━━ RECORD EXTRACTS ━━

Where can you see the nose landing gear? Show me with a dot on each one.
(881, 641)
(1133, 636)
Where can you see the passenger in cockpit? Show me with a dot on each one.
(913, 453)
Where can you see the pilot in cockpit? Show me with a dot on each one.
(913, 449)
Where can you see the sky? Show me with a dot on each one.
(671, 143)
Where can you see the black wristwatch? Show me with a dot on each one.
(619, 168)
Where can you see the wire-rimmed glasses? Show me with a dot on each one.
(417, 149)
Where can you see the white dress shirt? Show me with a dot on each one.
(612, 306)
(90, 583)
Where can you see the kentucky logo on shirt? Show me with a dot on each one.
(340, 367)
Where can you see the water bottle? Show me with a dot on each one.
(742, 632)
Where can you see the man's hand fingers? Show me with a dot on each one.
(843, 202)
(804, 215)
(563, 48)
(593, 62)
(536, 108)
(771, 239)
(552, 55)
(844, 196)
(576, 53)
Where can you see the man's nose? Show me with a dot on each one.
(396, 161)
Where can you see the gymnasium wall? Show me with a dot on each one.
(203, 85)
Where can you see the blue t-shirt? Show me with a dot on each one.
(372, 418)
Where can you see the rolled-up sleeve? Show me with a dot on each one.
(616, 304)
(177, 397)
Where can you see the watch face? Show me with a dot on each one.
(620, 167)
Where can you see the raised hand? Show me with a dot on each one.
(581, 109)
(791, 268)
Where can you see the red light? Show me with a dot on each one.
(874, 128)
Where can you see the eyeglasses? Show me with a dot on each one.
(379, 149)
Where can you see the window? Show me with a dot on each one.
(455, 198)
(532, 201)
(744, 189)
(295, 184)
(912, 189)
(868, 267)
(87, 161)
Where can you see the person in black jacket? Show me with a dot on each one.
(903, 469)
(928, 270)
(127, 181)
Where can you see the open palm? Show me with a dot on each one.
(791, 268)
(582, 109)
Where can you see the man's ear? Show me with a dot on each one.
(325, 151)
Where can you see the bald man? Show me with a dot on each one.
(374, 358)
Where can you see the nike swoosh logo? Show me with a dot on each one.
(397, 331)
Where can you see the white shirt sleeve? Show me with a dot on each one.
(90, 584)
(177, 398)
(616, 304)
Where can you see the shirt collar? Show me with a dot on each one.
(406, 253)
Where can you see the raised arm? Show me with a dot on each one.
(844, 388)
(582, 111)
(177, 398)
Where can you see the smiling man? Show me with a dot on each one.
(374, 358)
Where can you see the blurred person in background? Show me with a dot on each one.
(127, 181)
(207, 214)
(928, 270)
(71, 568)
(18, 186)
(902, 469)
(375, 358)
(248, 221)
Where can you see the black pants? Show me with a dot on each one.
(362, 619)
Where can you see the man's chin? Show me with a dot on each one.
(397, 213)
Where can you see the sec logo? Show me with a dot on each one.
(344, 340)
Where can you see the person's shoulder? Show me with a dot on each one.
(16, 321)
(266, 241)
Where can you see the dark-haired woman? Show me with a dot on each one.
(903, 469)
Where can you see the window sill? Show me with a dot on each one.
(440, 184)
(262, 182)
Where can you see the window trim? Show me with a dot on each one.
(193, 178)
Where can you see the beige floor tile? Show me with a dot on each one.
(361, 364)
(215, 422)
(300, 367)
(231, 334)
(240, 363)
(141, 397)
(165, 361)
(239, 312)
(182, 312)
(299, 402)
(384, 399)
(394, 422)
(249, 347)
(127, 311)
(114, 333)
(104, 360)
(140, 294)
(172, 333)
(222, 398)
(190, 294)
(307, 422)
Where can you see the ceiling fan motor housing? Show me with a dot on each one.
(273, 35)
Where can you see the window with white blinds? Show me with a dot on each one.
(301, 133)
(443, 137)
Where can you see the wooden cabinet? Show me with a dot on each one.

━━━

[AIM] Write out again, unchanged, every line from the line containing "Where can you see the shirt" to the final line of the material above.

[COMPLETED EXERCISE]
Where can you see the shirt collar? Show me with a dot on each one.
(406, 253)
Where can you see the raised arm? Show me with a dot on each one.
(844, 388)
(582, 111)
(177, 398)
Where can you see the smiling man? Show me with a dot on each one.
(374, 358)
Where can you see the blurred person in background? Show me with a dot on each one.
(127, 181)
(207, 214)
(928, 270)
(71, 568)
(18, 186)
(902, 469)
(375, 358)
(248, 221)
Where can you see the black pants? Show me with a dot on each one.
(362, 619)
Where can you see the man's chin? Show me with a dot on each one.
(397, 213)
Where can you see the sec logo? Show me with a dot on each one.
(344, 340)
Where can you see the person's shoulder? Show me with a dot on each one.
(16, 321)
(266, 241)
Where can you see the dark-haired woman? Show me with a dot on each one.
(903, 469)
Where can you see the window sill? Show me with a dot on each one.
(440, 184)
(262, 182)
Where can you see the window trim? Show me with a dot on each one.
(193, 178)
Where can you see the beige floor tile? Show me with a dot on each one.
(361, 364)
(215, 422)
(300, 367)
(231, 334)
(240, 363)
(141, 397)
(165, 361)
(239, 312)
(182, 312)
(299, 402)
(384, 399)
(394, 422)
(249, 347)
(127, 311)
(114, 333)
(104, 360)
(140, 294)
(172, 333)
(222, 398)
(190, 294)
(307, 422)
Where can you see the ceiling fan motor housing? Show me with a dot on each one.
(273, 35)
Where can you see the window with white blinds? Show me with a dot on each one.
(301, 133)
(443, 137)
Where can you see the wooden cabinet? Show me with a dot on each one.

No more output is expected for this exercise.